» EXERCISE: From the records below, give the number of lines that include the word "paper". Add no other words.

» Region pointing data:
══════
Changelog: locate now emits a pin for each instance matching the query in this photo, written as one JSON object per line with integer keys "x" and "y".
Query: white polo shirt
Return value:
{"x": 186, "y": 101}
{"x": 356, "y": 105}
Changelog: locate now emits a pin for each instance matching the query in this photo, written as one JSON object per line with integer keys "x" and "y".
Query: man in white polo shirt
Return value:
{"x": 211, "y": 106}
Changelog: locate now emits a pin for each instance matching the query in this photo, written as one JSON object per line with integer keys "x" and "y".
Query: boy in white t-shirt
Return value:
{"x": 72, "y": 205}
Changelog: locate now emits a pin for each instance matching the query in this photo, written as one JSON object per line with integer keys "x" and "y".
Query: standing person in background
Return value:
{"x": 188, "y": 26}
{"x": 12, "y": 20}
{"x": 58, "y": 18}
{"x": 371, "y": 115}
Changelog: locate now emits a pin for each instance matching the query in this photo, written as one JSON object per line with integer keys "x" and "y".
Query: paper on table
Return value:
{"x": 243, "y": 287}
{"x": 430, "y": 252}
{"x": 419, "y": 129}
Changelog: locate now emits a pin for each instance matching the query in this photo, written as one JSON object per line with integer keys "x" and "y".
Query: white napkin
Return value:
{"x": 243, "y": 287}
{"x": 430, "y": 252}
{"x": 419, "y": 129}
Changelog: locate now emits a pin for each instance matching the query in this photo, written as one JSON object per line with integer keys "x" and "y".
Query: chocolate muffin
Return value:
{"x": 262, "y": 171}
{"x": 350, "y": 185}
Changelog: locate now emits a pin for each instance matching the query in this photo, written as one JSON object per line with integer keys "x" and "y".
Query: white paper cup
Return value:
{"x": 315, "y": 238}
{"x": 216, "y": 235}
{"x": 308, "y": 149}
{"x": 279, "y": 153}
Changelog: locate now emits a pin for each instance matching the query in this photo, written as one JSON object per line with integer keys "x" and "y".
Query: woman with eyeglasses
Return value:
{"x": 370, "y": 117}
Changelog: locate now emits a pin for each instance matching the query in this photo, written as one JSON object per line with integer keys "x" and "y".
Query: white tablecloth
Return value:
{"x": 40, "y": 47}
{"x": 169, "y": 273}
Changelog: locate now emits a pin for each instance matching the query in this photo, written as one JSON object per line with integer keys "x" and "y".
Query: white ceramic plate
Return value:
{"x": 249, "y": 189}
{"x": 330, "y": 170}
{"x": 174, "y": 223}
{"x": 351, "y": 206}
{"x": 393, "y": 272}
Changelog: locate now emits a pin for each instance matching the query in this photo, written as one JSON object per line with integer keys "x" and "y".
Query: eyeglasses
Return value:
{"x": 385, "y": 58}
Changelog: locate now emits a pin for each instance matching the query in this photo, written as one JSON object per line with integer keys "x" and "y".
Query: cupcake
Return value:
══════
» TASK ANSWER: 2